[Listed entries Boundary: Start]
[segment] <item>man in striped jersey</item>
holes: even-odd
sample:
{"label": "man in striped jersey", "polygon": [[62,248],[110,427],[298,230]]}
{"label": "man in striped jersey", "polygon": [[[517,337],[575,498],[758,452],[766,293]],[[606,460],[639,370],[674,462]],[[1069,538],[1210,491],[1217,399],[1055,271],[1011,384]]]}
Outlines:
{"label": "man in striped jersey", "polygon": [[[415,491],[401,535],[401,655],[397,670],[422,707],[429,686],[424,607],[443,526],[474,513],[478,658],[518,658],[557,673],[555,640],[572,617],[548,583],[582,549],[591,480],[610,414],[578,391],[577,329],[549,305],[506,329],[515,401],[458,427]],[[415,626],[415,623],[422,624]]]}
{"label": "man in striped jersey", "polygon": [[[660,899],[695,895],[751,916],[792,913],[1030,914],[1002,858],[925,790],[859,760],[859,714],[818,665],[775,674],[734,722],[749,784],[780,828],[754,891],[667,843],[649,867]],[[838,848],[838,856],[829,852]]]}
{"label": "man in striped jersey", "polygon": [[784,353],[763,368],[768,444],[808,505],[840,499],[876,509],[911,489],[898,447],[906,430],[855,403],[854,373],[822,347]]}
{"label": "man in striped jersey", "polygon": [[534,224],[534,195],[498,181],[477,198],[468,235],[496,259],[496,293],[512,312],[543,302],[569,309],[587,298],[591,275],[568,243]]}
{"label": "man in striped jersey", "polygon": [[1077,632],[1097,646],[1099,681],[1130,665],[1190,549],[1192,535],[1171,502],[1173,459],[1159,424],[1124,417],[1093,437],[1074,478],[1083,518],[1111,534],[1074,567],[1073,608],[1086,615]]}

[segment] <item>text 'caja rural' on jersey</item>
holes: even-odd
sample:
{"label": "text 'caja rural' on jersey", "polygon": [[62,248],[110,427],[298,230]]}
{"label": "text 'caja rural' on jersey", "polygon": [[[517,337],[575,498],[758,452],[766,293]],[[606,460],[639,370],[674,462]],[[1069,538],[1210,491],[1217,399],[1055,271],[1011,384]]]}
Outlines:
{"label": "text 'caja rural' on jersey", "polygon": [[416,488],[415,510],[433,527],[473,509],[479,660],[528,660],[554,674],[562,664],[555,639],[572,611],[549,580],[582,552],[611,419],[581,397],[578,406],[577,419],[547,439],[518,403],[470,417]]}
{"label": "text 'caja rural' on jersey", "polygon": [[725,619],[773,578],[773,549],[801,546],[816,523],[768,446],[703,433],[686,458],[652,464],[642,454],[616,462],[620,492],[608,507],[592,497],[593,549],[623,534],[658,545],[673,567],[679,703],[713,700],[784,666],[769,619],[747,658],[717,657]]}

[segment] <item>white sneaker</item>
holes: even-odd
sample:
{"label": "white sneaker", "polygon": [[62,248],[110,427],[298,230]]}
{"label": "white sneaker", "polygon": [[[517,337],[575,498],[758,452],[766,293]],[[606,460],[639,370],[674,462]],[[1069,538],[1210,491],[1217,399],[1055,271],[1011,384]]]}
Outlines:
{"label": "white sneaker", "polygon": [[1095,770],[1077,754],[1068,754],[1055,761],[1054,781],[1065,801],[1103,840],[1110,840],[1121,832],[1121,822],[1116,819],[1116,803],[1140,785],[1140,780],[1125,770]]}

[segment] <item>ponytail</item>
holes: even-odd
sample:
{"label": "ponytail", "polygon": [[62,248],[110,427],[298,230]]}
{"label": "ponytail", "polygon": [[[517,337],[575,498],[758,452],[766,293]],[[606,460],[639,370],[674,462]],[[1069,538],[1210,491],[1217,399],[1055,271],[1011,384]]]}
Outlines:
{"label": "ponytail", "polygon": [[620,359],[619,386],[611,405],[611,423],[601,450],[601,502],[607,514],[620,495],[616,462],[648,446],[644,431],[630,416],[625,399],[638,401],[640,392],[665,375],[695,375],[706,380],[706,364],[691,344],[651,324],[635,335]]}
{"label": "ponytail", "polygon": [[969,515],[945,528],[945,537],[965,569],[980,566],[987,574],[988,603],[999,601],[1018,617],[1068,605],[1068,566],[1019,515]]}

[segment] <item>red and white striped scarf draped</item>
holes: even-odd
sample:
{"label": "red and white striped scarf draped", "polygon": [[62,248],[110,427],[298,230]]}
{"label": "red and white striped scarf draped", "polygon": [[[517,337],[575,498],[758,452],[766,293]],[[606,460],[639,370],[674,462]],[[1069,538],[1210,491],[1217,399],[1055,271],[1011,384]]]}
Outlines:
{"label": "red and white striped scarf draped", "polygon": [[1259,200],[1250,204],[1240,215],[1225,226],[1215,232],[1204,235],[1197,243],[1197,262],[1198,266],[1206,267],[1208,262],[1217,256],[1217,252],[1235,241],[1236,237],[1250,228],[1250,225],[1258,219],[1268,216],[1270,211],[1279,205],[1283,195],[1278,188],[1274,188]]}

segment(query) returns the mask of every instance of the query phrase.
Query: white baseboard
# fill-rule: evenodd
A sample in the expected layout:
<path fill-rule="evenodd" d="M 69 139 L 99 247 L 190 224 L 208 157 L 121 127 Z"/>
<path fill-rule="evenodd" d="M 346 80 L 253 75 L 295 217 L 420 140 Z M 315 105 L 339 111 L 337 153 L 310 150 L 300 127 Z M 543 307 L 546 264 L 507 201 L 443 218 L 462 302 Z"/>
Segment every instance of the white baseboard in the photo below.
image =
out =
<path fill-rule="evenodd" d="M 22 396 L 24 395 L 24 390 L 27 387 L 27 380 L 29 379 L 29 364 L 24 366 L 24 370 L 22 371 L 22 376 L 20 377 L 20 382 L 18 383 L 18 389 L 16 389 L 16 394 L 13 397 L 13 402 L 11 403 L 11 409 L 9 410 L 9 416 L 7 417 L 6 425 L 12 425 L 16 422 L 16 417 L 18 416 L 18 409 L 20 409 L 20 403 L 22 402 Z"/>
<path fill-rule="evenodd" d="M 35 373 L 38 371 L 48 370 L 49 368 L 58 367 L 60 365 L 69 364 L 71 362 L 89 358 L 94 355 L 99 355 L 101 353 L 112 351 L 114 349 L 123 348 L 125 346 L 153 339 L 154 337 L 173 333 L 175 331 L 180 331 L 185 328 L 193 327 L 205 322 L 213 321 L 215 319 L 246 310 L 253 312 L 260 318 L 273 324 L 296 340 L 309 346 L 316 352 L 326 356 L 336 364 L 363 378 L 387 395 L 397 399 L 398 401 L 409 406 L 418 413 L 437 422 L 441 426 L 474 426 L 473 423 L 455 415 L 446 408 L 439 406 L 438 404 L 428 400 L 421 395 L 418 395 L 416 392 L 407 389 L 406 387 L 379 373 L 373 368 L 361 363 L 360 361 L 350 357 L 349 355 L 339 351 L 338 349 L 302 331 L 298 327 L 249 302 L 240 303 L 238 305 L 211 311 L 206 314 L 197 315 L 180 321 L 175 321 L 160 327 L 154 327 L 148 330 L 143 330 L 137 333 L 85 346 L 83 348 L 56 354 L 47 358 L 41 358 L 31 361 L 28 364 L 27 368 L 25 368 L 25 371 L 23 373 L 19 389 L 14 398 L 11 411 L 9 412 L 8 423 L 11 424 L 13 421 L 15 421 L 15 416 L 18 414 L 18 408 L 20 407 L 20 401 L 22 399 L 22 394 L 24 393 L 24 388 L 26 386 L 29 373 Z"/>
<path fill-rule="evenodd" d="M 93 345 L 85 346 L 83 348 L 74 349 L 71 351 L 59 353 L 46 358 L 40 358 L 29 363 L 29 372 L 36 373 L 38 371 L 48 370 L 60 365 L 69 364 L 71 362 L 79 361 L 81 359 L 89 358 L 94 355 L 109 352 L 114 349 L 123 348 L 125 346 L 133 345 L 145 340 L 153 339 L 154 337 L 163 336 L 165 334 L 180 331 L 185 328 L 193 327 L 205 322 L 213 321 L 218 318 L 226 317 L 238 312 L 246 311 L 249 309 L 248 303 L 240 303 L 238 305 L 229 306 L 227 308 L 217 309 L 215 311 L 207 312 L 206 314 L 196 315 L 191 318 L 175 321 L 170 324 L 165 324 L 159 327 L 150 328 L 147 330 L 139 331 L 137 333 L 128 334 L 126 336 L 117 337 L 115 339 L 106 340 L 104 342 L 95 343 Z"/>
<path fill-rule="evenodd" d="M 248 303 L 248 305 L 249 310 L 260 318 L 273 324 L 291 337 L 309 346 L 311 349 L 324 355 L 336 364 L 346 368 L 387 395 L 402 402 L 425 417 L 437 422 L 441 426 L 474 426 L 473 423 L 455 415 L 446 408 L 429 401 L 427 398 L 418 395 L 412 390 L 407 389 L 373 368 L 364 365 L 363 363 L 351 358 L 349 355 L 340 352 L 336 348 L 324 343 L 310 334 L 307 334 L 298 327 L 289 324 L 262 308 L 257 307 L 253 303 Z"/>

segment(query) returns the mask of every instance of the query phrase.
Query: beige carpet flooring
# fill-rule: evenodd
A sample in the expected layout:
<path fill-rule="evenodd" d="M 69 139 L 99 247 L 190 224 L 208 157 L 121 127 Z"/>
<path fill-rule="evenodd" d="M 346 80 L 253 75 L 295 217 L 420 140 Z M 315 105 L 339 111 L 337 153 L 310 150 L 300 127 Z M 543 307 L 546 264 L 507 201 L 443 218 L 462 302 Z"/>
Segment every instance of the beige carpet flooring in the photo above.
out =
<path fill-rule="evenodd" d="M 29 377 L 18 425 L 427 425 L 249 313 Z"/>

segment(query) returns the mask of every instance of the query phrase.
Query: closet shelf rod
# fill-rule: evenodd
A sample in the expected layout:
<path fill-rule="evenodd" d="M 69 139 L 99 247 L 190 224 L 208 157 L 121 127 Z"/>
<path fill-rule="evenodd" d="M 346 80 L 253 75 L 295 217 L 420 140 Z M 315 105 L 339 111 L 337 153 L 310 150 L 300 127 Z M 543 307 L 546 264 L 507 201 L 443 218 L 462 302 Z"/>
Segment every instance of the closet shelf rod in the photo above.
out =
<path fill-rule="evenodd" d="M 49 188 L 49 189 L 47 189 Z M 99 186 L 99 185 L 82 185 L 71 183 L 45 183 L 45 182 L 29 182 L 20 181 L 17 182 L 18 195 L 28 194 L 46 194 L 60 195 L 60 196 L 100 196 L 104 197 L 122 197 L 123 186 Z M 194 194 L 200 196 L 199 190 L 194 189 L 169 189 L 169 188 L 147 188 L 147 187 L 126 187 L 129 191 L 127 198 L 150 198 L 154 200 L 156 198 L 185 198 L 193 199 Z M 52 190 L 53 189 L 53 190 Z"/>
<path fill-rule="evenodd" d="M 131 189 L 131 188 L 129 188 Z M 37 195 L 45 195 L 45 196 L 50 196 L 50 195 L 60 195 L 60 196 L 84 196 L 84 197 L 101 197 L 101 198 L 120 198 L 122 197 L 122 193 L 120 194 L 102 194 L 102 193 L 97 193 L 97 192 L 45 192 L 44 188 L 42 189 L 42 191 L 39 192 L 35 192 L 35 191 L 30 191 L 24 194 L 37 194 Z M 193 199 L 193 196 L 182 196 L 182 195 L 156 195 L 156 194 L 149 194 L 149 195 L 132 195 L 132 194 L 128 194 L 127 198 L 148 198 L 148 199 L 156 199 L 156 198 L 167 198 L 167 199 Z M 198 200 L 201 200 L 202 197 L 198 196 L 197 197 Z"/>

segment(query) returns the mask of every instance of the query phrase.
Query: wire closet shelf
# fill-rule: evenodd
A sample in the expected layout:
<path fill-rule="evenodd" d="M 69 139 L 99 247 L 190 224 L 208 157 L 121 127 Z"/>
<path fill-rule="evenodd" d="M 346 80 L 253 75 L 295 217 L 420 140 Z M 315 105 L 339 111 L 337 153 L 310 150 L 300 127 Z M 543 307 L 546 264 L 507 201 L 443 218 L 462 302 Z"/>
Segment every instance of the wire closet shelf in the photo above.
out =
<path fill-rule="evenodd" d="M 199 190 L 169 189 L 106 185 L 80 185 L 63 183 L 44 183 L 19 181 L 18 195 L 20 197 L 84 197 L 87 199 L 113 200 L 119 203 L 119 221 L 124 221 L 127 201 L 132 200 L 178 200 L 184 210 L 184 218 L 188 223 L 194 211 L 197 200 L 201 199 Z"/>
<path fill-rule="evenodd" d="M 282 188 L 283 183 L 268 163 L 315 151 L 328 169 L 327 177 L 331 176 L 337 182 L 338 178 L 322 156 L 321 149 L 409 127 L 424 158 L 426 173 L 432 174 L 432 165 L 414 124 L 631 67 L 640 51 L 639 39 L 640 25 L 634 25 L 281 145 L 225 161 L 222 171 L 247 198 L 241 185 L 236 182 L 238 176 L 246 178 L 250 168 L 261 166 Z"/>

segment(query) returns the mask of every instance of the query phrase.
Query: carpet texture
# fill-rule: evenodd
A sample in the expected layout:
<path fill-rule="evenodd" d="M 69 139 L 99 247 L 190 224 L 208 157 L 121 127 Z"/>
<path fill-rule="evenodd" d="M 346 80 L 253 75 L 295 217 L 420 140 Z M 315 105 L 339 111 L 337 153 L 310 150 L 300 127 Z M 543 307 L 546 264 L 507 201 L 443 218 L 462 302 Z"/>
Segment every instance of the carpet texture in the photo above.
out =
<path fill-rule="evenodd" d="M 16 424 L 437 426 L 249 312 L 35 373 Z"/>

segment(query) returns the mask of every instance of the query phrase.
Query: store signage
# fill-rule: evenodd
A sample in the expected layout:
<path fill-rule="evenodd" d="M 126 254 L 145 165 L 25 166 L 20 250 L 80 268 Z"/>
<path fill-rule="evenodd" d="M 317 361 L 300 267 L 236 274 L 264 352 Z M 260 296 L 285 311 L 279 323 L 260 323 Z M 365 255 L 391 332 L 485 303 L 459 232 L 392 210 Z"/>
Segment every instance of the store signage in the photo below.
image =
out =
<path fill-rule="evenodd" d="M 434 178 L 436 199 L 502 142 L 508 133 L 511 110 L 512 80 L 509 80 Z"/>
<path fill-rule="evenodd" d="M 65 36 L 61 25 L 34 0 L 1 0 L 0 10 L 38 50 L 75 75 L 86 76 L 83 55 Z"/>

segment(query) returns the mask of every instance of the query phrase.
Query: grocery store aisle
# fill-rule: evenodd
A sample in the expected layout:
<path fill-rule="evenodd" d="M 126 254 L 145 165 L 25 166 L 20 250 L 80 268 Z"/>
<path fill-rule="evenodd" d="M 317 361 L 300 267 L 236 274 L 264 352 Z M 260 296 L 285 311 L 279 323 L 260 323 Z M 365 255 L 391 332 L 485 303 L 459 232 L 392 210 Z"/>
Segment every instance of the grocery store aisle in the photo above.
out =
[Listed entries Boundary: End]
When a line in the material contains the string "photo", copy that line.

— Finished exercise —
Segment every instance of the white baseboard in the photo below.
Segment every instance of the beige carpet flooring in the photo above.
Segment every instance of the closet shelf rod in the photo above.
Segment every instance of the wire closet shelf in the photo above.
Segment every instance of the carpet texture in the photo above.
Segment every instance of the store signage in the photo below.
Segment every instance of the grocery store aisle in the photo above.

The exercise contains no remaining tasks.